(Object point labels)
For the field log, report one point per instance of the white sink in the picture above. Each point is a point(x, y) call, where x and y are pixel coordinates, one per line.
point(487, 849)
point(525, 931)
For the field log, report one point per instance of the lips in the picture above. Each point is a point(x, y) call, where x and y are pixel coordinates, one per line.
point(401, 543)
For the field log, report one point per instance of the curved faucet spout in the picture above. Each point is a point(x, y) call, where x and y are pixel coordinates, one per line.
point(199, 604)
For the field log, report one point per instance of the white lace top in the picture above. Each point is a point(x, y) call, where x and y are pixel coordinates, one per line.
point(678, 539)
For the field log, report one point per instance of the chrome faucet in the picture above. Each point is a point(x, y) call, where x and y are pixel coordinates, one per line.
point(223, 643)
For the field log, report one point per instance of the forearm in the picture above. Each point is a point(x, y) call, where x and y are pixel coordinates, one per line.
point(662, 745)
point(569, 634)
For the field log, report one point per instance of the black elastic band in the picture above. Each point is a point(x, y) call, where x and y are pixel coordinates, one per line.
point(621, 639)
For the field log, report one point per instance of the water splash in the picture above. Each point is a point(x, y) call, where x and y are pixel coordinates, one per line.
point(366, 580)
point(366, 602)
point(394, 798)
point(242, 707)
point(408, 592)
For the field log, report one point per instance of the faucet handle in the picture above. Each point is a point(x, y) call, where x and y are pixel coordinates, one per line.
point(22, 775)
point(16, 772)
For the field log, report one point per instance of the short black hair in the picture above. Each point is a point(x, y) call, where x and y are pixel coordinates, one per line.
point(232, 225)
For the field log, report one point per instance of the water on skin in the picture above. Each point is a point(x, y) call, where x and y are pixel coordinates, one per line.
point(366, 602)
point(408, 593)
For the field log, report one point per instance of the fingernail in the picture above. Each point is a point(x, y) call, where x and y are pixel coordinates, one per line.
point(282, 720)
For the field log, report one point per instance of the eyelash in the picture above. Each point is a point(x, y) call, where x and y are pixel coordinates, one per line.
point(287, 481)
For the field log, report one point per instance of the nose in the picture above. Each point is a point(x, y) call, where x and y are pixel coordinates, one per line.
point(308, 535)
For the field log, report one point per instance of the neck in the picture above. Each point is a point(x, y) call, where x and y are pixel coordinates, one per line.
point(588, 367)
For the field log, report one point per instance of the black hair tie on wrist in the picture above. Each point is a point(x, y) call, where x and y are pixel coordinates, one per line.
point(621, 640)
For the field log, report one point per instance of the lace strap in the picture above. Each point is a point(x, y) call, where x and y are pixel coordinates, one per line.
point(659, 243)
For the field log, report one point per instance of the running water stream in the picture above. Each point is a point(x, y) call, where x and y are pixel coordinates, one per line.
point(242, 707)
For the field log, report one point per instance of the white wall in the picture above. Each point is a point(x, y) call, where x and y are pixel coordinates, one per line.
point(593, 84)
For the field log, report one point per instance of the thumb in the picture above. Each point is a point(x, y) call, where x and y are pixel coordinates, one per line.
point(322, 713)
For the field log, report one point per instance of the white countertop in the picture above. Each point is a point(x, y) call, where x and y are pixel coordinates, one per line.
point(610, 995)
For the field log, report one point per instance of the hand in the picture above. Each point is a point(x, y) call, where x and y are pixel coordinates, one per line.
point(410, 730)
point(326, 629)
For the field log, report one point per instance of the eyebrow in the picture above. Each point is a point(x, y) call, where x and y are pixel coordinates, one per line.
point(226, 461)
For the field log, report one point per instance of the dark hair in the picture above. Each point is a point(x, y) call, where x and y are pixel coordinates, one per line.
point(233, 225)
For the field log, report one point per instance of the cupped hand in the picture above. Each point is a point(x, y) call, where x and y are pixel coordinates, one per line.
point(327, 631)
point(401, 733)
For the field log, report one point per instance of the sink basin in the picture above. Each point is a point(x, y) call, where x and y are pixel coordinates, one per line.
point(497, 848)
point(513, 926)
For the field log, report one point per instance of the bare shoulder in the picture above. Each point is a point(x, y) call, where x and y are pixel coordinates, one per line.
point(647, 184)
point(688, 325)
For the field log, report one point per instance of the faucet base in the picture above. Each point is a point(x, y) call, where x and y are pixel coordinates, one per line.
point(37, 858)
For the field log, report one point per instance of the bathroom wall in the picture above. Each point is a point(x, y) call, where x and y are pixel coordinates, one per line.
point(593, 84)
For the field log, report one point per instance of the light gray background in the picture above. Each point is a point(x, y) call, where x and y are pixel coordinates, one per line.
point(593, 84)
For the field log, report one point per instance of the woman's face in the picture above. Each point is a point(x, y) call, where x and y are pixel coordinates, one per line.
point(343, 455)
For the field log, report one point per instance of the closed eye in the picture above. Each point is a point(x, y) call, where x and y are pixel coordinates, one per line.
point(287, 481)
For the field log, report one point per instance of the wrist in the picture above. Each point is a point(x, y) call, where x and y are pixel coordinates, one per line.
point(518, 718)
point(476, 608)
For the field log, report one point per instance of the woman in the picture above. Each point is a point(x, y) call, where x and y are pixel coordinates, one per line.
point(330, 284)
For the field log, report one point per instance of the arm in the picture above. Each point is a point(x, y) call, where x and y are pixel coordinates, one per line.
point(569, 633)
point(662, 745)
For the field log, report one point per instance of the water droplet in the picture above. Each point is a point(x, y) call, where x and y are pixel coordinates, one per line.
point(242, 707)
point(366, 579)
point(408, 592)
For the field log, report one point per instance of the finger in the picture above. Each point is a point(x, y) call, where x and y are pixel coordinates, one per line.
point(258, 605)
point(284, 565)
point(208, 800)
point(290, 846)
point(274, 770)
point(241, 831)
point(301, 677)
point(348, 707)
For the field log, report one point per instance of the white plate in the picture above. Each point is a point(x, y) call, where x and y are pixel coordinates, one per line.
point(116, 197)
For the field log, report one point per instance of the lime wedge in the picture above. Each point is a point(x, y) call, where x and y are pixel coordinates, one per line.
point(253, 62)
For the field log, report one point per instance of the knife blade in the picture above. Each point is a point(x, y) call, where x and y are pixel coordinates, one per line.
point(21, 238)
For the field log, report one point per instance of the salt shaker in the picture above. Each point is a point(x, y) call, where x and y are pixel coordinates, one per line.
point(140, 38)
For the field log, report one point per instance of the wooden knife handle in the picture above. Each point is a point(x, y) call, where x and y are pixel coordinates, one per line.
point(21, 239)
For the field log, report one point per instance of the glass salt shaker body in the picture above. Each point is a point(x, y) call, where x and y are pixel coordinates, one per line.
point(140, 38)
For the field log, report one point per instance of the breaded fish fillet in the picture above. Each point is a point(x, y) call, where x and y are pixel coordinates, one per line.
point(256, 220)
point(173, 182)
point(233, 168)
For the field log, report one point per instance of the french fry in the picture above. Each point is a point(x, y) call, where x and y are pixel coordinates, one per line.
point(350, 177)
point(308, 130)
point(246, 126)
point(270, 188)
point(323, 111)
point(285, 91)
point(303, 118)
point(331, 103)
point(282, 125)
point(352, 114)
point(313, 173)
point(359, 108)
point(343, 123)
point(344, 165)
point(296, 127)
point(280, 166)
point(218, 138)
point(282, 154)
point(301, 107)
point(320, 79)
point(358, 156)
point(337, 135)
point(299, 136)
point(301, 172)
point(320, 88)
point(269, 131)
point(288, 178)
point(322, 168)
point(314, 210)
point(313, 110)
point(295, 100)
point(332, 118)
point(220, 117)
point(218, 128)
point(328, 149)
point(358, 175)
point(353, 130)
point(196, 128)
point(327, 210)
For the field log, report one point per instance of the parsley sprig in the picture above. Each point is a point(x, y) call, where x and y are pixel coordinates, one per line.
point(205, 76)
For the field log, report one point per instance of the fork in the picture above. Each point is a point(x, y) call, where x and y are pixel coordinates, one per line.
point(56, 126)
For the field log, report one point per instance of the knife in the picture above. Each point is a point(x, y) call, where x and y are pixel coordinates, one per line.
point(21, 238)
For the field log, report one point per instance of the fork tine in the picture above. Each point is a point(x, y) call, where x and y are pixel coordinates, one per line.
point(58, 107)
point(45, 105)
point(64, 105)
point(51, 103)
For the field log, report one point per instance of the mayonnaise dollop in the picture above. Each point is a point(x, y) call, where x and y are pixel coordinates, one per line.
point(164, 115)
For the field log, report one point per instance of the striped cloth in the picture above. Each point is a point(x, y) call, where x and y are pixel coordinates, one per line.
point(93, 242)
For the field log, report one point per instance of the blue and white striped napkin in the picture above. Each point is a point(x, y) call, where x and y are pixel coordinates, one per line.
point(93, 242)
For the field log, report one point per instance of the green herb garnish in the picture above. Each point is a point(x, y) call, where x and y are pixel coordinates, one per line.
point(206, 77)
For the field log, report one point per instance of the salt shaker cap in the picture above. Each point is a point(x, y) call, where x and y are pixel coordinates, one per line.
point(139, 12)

**WHAT IS ASKED**
Print the rows again without any changes, starting at the line that contains "the faucet handle" and ending at the line that contains "point(408, 593)".

**THE COMPLETED TASK**
For the field log, report one point per instance of the faucet handle in the picture above. Each point is a point(x, y) call, where x and y are pixel coordinates, one per line.
point(22, 775)
point(16, 772)
For the field log, report one point per instance of the short black hair in the picture above. Each point is a point(x, y) call, where x and y are pixel coordinates, one per line.
point(232, 225)
For the field log, report one point per instance of the water on skin in the picture above. Each point is a point(x, y) call, where x and y are pixel coordinates, one per line.
point(366, 602)
point(408, 593)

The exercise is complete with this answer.